• [What you need to do]: Extract the lines from the first one in the records below through the line containing "[531, 232], one", keeping both ends and leaving out any pictures.

• [Supplied entries]:
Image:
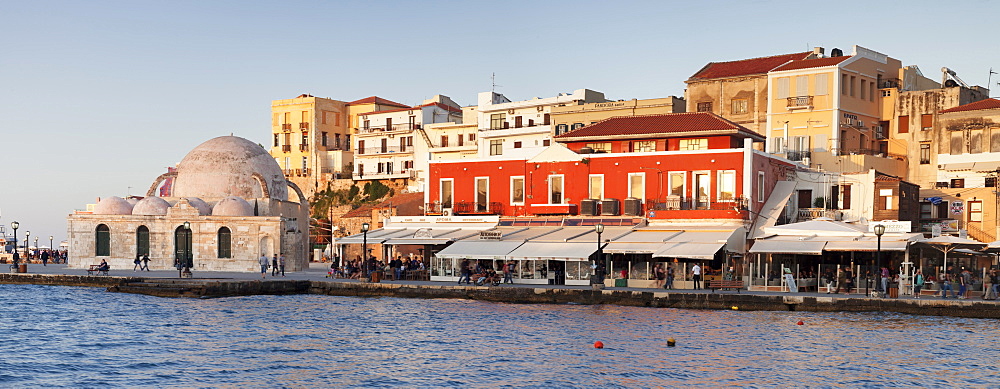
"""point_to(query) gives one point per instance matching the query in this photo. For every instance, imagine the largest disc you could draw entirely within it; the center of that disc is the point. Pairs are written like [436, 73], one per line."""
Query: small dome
[203, 208]
[113, 205]
[232, 206]
[151, 206]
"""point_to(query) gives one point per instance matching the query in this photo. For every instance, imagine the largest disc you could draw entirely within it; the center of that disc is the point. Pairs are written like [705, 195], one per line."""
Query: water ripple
[85, 337]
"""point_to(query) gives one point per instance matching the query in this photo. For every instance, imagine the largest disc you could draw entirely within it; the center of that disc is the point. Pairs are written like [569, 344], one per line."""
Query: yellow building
[311, 139]
[568, 117]
[825, 112]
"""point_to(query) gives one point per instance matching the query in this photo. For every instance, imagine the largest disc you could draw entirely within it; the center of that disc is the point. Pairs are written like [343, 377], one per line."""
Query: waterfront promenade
[165, 283]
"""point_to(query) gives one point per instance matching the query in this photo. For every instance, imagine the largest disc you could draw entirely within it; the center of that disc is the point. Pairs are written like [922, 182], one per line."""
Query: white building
[516, 129]
[390, 143]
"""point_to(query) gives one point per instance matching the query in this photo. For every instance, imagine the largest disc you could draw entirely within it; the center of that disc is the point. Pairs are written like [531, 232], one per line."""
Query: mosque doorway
[267, 246]
[183, 254]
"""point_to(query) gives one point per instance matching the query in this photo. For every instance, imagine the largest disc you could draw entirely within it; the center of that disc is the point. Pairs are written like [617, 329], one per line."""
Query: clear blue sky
[100, 96]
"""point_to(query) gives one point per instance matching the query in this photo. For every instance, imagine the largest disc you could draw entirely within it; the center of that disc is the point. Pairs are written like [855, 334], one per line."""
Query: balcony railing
[677, 203]
[394, 127]
[806, 214]
[799, 102]
[471, 208]
[296, 172]
[797, 155]
[384, 150]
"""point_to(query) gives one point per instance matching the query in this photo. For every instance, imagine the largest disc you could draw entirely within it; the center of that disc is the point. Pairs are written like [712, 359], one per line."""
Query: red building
[673, 166]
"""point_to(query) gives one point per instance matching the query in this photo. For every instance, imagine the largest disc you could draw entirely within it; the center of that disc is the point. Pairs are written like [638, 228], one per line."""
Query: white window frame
[590, 186]
[670, 184]
[642, 190]
[512, 179]
[441, 191]
[475, 192]
[760, 187]
[562, 188]
[719, 184]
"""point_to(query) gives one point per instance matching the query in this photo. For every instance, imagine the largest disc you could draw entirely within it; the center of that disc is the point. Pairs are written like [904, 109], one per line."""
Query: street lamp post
[14, 226]
[598, 278]
[364, 247]
[879, 230]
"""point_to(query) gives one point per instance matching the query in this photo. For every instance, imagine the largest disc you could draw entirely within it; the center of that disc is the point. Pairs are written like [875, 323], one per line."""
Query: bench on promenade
[96, 269]
[724, 284]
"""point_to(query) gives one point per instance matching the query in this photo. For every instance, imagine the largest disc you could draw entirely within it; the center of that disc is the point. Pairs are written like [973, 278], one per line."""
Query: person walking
[696, 276]
[465, 272]
[918, 283]
[281, 264]
[263, 265]
[660, 275]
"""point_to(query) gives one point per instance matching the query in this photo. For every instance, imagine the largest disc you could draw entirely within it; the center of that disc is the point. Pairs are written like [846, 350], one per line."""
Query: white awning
[479, 249]
[866, 245]
[690, 250]
[631, 248]
[552, 250]
[788, 247]
[375, 236]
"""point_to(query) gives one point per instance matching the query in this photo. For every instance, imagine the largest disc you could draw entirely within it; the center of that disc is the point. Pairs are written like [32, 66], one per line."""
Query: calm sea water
[85, 337]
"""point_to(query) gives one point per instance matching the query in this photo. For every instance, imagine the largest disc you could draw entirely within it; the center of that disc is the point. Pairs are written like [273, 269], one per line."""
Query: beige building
[568, 117]
[737, 90]
[310, 139]
[226, 204]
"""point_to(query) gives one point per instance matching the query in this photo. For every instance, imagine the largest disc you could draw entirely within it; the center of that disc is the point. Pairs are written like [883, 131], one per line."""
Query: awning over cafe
[555, 250]
[479, 249]
[806, 247]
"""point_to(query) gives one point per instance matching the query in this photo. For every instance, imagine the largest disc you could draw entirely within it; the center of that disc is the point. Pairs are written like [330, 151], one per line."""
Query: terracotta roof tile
[443, 106]
[812, 63]
[376, 100]
[746, 66]
[659, 124]
[982, 104]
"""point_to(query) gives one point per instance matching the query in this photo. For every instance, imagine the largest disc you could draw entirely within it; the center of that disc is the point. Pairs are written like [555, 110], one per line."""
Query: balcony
[384, 150]
[470, 208]
[796, 155]
[799, 102]
[296, 172]
[405, 127]
[806, 214]
[411, 174]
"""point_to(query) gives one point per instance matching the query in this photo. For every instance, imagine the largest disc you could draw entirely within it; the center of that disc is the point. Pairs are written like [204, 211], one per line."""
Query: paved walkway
[317, 272]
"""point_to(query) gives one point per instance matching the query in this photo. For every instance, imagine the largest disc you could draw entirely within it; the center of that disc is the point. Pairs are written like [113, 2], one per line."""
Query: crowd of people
[397, 268]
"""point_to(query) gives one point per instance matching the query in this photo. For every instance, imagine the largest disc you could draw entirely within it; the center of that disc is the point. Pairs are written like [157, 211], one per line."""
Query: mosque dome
[151, 206]
[113, 205]
[229, 166]
[232, 206]
[203, 208]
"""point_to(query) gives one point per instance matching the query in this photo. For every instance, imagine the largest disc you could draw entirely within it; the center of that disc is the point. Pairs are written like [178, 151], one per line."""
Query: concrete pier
[519, 294]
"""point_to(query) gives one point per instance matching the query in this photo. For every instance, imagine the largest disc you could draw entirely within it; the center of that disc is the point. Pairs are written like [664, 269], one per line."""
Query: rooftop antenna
[493, 81]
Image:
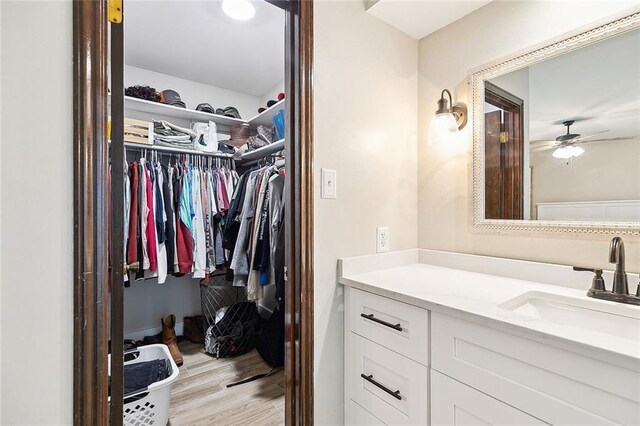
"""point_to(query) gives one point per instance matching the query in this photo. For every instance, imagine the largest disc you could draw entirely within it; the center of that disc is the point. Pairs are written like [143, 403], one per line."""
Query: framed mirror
[556, 135]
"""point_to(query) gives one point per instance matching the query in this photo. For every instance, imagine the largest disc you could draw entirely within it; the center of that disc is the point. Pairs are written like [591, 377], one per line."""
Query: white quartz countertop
[477, 297]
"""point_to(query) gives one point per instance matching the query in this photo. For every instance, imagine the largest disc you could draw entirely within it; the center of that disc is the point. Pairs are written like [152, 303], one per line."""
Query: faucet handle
[598, 282]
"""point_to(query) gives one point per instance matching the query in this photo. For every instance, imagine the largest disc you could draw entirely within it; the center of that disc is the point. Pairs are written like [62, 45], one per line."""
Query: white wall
[191, 92]
[147, 302]
[36, 227]
[365, 108]
[494, 31]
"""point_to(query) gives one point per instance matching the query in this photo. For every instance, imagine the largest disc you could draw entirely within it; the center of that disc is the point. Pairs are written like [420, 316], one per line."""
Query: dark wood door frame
[91, 272]
[90, 260]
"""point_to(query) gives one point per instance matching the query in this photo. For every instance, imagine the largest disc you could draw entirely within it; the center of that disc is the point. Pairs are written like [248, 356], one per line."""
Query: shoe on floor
[192, 330]
[170, 339]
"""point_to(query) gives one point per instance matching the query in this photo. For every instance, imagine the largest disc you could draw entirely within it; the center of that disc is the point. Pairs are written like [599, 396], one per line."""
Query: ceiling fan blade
[544, 148]
[606, 140]
[536, 144]
[581, 138]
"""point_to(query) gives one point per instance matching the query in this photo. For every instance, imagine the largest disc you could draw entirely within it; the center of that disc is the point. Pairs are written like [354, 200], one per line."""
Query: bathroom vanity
[444, 338]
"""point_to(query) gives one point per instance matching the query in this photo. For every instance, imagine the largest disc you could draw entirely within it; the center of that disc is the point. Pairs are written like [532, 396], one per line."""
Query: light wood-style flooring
[200, 395]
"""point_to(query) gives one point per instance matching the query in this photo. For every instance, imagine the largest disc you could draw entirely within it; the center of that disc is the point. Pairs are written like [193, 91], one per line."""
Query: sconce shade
[447, 122]
[443, 128]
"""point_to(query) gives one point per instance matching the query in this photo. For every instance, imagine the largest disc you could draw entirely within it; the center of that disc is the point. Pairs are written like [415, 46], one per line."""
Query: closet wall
[365, 114]
[36, 226]
[192, 92]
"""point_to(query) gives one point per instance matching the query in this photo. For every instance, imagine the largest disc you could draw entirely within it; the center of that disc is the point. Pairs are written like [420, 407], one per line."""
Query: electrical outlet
[382, 240]
[328, 189]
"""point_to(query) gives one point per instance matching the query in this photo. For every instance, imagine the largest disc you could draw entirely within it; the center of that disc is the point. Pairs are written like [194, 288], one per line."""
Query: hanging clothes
[174, 217]
[252, 231]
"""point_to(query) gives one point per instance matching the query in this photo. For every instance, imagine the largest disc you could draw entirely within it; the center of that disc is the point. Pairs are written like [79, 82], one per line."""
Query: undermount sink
[598, 316]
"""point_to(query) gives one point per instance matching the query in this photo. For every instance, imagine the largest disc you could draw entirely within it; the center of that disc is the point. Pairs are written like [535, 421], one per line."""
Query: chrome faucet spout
[616, 255]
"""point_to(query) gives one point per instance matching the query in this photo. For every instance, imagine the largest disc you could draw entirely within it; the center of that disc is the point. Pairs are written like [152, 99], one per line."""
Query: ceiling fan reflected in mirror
[566, 145]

• [Task solution]:
Image:
"""point_to(query) gives one point per instance matching the query in this photo. For every instance, imagine the largest disc you could draw entirely within it; the center of that disc is the point. Pairs are written like [436, 73], one per line."""
Query: small dome
[203, 208]
[113, 205]
[232, 206]
[151, 206]
"""point_to(query) gives one point per instance matching the query in this photo. For every instance, imagine the largest disc you could draw entirely within it; the center of that disc is the point. Pairs are written like [705, 195], one per line."""
Query: water ripple
[85, 337]
"""point_to(query) gives one point per instance matching the query in this photo. For every instance, imagine the largest disc you could draw entirely within it; the center of that disc is the point. Pairs are written like [569, 344], one per line."""
Query: yellow building
[311, 139]
[568, 117]
[825, 112]
"""point_to(query) gives one point per instance matching the query in this photo. For every instance, imagine the largest disc you could draw entirely within it; the center of that disc is the point. Pairs are written like [343, 377], one per line."""
Query: waterfront promenade
[165, 283]
"""point_to(query) gives one point per instance matching the query in this photo. For every instance, imagine the largest disc you could draw entirely within it; the center of that disc is the point. Pairs are written like [922, 182], one per line."""
Query: white building
[516, 129]
[390, 143]
"""point_to(query) gives one point per instance matching the query in this photo. For every instance, imagine the largest disc you could draw entirely within it; the center of that disc is the point. Pairs are written like [531, 232], one per line."""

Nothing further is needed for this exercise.